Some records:
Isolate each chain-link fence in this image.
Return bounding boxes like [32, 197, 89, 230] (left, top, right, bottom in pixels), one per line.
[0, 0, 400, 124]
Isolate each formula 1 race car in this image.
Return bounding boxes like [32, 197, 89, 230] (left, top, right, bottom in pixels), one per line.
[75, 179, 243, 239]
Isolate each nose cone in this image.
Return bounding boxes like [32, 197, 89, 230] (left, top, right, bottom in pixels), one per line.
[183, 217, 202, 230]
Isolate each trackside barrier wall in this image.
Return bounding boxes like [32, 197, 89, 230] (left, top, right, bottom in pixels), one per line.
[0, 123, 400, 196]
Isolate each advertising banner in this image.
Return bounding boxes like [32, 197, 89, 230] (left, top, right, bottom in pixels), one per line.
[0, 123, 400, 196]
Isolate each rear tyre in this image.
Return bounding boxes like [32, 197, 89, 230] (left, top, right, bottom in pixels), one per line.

▶ _THE REQUEST_
Rewrite every line of the material above, requests included, shifting each bounding-box coordinate in the answers by -146. Leave the requests and their sample boxes unchanged.

▶ _ANSWER BELOW_
Isolate each chain-link fence in this image.
Return bounding boxes like [32, 197, 89, 230] (left, top, right, bottom in pixels), one per line.
[-146, -146, 254, -22]
Isolate each formula 1 race car in this image.
Return bounding boxes like [32, 197, 89, 230] (left, top, right, bottom in pixels), one per line.
[-71, 33, 97, 93]
Isolate each nose cone in this image.
Return bounding boxes like [32, 197, 89, 230] (left, top, right, bottom in pixels), one per line.
[37, 71, 56, 84]
Isolate each trackside barrier wall in this image.
Return bounding boxes like [32, 197, 89, 230] (left, top, right, bottom in pixels), one per line.
[-146, -23, 254, 50]
Isolate each advertising banner in this image.
Return bounding boxes like [32, 197, 89, 230] (left, top, right, bottom in pixels), one per line.
[-146, -23, 254, 50]
Isolate each rear tyre in this image.
Return bounding boxes like [32, 197, 89, 230] (left, top, right, bottom in pixels), one per line.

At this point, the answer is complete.